Lay out every line of the listing below as a Markdown table with two columns, Number and Record line, numbering the rows in order and leaving out blank lines. Omit the pictures from your answer.

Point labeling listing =
— start —
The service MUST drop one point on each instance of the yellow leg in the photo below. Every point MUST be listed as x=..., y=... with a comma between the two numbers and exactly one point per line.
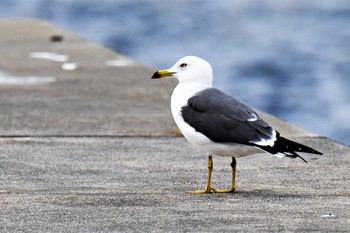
x=207, y=189
x=233, y=185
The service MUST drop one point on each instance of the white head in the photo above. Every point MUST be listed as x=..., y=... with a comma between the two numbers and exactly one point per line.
x=189, y=69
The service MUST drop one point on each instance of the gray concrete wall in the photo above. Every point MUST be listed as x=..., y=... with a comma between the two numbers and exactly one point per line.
x=94, y=149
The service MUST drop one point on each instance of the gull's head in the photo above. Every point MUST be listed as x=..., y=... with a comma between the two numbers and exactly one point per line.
x=188, y=69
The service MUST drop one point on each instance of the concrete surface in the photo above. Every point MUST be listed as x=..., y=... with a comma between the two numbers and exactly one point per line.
x=94, y=151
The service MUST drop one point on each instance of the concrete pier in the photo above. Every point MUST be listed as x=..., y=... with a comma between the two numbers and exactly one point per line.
x=88, y=144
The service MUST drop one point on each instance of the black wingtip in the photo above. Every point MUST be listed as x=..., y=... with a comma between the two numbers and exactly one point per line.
x=302, y=158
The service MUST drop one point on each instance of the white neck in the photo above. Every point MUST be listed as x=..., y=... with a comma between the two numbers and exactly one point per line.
x=181, y=94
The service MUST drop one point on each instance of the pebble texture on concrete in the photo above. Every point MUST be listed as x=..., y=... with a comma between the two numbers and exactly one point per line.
x=93, y=150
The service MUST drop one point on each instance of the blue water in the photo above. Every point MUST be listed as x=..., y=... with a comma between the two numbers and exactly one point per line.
x=289, y=58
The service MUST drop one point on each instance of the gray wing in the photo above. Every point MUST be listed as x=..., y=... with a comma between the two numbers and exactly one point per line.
x=225, y=119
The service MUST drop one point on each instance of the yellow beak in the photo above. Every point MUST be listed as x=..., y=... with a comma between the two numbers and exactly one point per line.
x=162, y=74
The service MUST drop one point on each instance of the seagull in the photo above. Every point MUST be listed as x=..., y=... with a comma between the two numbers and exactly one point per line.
x=218, y=123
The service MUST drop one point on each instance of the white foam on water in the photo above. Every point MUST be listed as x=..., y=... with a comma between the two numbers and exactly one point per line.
x=49, y=56
x=69, y=66
x=7, y=79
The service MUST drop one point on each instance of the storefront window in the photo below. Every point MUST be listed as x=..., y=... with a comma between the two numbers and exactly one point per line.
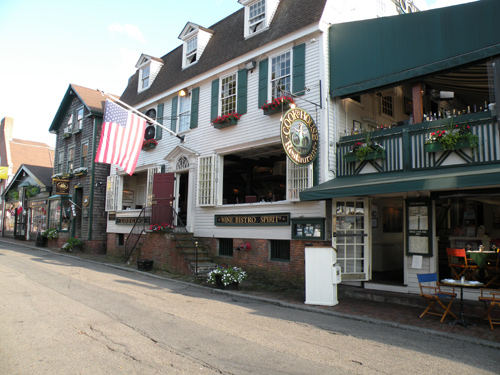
x=60, y=214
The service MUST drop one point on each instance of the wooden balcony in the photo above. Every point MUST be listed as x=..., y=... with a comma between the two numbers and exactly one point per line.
x=405, y=149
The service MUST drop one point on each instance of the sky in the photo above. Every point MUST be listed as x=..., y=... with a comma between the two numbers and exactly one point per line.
x=46, y=45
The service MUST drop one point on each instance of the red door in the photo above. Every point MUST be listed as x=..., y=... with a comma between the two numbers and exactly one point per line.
x=163, y=196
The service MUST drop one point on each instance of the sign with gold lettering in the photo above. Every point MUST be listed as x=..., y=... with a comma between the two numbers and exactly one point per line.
x=62, y=186
x=299, y=136
x=131, y=220
x=264, y=219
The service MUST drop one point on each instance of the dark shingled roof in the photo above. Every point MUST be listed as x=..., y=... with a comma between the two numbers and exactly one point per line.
x=226, y=44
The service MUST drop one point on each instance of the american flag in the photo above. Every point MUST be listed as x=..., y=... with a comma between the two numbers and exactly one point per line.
x=121, y=137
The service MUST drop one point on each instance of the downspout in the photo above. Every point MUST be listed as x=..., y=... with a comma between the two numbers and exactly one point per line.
x=94, y=151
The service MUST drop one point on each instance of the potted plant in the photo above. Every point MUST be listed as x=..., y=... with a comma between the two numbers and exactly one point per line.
— end —
Response for this exercise =
| Number | Record line |
|---|---|
| 1 | The service MUST drop one point on each instance of the yellow leg in the photo below. Every point MUST be listed as x=..., y=... with a comma between the two numbers and exactly one point per line. |
| 2 | x=207, y=189 |
| 3 | x=233, y=185 |
| 4 | The service MUST drop one point on each instance of the white head in the photo above. Every point MUST be listed as x=..., y=... with a comma between the two numbers and exactly one point per line. |
| 5 | x=189, y=69 |
| 6 | The service MUST drop one point on each instance of the gray concrete wall in the photo above. Every point MUST be listed as x=..., y=... with a comma between the two numbers and exactly one point per line. |
| 7 | x=94, y=149 |
| 8 | The service MUST drop one point on each instance of the gull's head in the photo above. Every point MUST be listed as x=..., y=... with a comma between the two numbers and exactly one point per line. |
| 9 | x=188, y=69 |
| 10 | The service MUST drop one point on each instance of the concrete surface in the photo above. Every point MUST be listed as x=..., y=... with a comma between the two numbers and exactly one point per line. |
| 11 | x=94, y=151 |
| 12 | The service MUST drop one point on each instance of the concrete pier in the photo above. Every point MUST be listed as x=..., y=... with a comma between the two numbers and exactly one point per line. |
| 13 | x=88, y=144 |
| 14 | The service MUST drop one point on each instance of the black wingtip in the photo above. Every point MUST be listed as x=..., y=... with a comma between the two numbers and exactly one point per line. |
| 15 | x=302, y=158 |
| 16 | The service MUST drop one point on each instance of the white neck in the photo above. Every point MUST be listed as x=..., y=... with a comma between the two numbers and exactly one point per line. |
| 17 | x=181, y=94 |
| 18 | The service MUST drop one point on each instance of the pebble texture on concrete in the photo above. Every point MUST be listed as x=..., y=... with a comma between the two numbers and exactly one point per line. |
| 19 | x=93, y=150 |
| 20 | The service MUST drop one point on each instance of the blue water in the photo above. Every point MUST be listed as x=..., y=... with a comma between the two numbers and exactly one point per line. |
| 21 | x=289, y=58 |
| 22 | The service MUST drop one point on each instance of the gray wing in the photo above. Every point MUST be listed as x=..., y=... with a comma between the two numbers and exactly one point per line. |
| 23 | x=225, y=119 |
| 24 | The service MUST drop one point on each instance of the yellow beak in the photo above. Every point MUST be listed as x=..., y=... with a comma between the two numbers and exactly one point per line. |
| 25 | x=162, y=74 |
| 26 | The service MUST drop one point on each instance of the seagull in the photo above. Every point MUST be listed as x=..., y=... with a comma between the two numbers and exactly one point per line. |
| 27 | x=218, y=123 |
| 28 | The service MUST drop one point on each instance of the white foam on water in the photo above. Every point MUST be listed as x=..., y=... with a comma between the two numbers and exactly one point per line. |
| 29 | x=49, y=56 |
| 30 | x=69, y=66 |
| 31 | x=7, y=79 |
| 32 | The service MUST drop one point on each instance of the storefront window in the photo below. Every point MUST be listed as x=..., y=... with a comma between the two numbers and exactly one point per line. |
| 33 | x=60, y=214 |
| 34 | The service MUST drop one point on each instance of the wooden balcony in the photo above. Every point MUST be listed as x=..., y=... with a comma between the two numbers and exactly one point per line. |
| 35 | x=405, y=149 |
| 36 | The service MUST drop one point on each instance of the sky in the photo above. Every point MUST be listed as x=..., y=... with a comma between the two numbers and exactly one point per line. |
| 37 | x=46, y=45 |
| 38 | The service MUST drop one point on each instance of the red door in the photo above. Every point MUST be listed as x=..., y=... with a comma between the two numbers and exactly one point per line. |
| 39 | x=163, y=196 |
| 40 | The service MUST drop one point on each instance of the sign with gold lettering in the photo above. Every point MUST be listed as x=..., y=... with a comma between the two numbers and exactly one point per line. |
| 41 | x=62, y=186 |
| 42 | x=299, y=136 |
| 43 | x=131, y=220 |
| 44 | x=264, y=219 |
| 45 | The service MUST drop one point on each instance of the dark shingled roof in the photo above. Every point MUST be listed as x=..., y=... with a comma between the two numbers and exactly one point per line. |
| 46 | x=226, y=44 |
| 47 | The service MUST drop one point on each instance of the american flag in the photo above. Every point MUST be listed as x=..., y=... with a comma between the two numbers and exactly one point per line. |
| 48 | x=121, y=137 |
| 49 | The service MUST drop one point on each instance of the downspout in the photo above. Every point MUST be listed as x=..., y=... with a comma between the two numbers and exactly one point per line. |
| 50 | x=94, y=151 |
| 51 | The service MUST drop one point on each instance of the potted plant in the photo above. Every point MUST be listed as x=..., y=... with a comma between the two numbers and exactly one point per line. |